→ **TEXTO DE ORIGEM**
○ ○ ○ ○ ○
Câmara e enredo descobrem o par com a chegada de uma intrusa, uma observadora meio vampírica em busca putativa da verdade. Ela é Elizabeth Berry, uma atriz famosa da televisão que vai interpretar a personagem de Moore numa fita independente. No papel da intérprete, Natalie Portman aparece-nos em estado de graça e máxima perversidade, confortável no papel de uma má atriz. Há anos que esta campeã do Óscar demonstra estar sempre no auge quando pode abordar projetos através de vias anti naturalistas, repudiando o realismo comportamental em prol de algo mais estilizado. Em certos casos, a performance é um comentário sobre personagens a meio da sua mesma performance.




Isso está já patente em “Cisne Negro” e em “Jackie” também, resultando numa espécie de cubismo teatral. Estamos sempre cientes do esforço da atriz, da fricção entre ela e a personagem projetada. Contudo, isso não é um erro, mas uma mais-valia. Daí surgem criações poderosas ao nível de intelecto que ainda surtem efeitos fortes no seu impacto visceral. Em certa medida, Portman deve estar ciente disso. Afinal, foi ela que levou o projeto de “May December” a Todd Haynes, agindo como atriz principal e produtora. Entre linhas de camp, comédia negra e melodrama salaz, Portman apresenta-se mais falsa que nunca e aí está o seu génio.
○ ○ ○ ○ ○
→ **EXERCÍCIO ESCRITO A**
Selecione e copie todas as linhas em que aparece a palavra "another".

[Excerto de um ficheiro de dados]
○ ○ ○ ○ ○
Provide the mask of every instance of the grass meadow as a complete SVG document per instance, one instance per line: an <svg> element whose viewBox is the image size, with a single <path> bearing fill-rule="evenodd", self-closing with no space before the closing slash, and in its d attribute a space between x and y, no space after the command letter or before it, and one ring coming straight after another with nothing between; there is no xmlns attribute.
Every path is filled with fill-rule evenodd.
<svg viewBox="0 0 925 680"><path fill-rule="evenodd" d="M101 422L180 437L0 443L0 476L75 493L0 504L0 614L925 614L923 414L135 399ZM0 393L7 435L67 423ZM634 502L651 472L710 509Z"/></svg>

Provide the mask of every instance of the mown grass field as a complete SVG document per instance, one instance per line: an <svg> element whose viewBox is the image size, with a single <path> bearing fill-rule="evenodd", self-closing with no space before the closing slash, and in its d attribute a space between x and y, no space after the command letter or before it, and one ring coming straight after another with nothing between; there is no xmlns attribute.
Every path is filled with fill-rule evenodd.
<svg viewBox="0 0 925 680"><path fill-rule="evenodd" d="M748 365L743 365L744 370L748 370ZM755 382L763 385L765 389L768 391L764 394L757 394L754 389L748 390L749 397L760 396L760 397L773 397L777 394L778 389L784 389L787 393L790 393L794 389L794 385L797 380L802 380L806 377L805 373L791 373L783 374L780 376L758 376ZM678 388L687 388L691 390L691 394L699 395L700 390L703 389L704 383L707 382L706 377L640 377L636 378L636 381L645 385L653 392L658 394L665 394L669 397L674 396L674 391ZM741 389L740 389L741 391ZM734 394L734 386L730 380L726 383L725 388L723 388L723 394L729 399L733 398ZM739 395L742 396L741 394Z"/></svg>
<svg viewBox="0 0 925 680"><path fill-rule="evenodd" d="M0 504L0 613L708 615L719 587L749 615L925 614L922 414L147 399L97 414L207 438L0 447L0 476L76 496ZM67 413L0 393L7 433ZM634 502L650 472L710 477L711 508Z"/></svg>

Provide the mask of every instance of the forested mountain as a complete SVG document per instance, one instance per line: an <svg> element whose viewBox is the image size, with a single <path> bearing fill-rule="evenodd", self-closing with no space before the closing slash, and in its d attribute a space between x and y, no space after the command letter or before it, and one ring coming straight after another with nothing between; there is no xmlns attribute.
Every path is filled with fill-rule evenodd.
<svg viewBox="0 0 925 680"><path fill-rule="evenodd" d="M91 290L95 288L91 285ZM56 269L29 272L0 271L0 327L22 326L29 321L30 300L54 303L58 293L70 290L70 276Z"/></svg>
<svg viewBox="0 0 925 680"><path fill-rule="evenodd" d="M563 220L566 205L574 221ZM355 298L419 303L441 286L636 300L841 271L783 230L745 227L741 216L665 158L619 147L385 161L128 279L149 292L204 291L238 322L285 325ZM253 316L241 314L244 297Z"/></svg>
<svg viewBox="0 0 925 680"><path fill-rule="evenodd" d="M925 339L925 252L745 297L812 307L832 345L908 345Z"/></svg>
○ ○ ○ ○ ○
→ **EXERCÍCIO ESCRITO B**
Reescreva o trecho do texto sobre Natalie Portman que começa nas palavras "Isso está já" e termina depois de "o seu génio.", substituindo "Cisne Negro" por "Black Swan".

→ **RESPOSTA COMPLETA A**
Provide the mask of every instance of the grass meadow as a complete SVG document per instance, one instance per line: an <svg> element whose viewBox is the image size, with a single <path> bearing fill-rule="evenodd", self-closing with no space before the closing slash, and in its d attribute a space between x and y, no space after the command letter or before it, and one ring coming straight after another with nothing between; there is no xmlns attribute.
Provide the mask of every instance of the mown grass field as a complete SVG document per instance, one instance per line: an <svg> element whose viewBox is the image size, with a single <path> bearing fill-rule="evenodd", self-closing with no space before the closing slash, and in its d attribute a space between x and y, no space after the command letter or before it, and one ring coming straight after another with nothing between; there is no xmlns attribute.
Provide the mask of every instance of the forested mountain as a complete SVG document per instance, one instance per line: an <svg> element whose viewBox is the image size, with a single <path> bearing fill-rule="evenodd", self-closing with no space before the closing slash, and in its d attribute a space between x and y, no space after the command letter or before it, and one ring coming straight after another with nothing between; there is no xmlns attribute.

→ **RESPOSTA COMPLETA B**
Isso está já patente em “Black Swan” e em “Jackie” também, resultando numa espécie de cubismo teatral. Estamos sempre cientes do esforço da atriz, da fricção entre ela e a personagem projetada. Contudo, isso não é um erro, mas uma mais-valia. Daí surgem criações poderosas ao nível de intelecto que ainda surtem efeitos fortes no seu impacto visceral. Em certa medida, Portman deve estar ciente disso. Afinal, foi ela que levou o projeto de “May December” a Todd Haynes, agindo como atriz principal e produtora. Entre linhas de camp, comédia negra e melodrama salaz, Portman apresenta-se mais falsa que nunca e aí está o seu génio.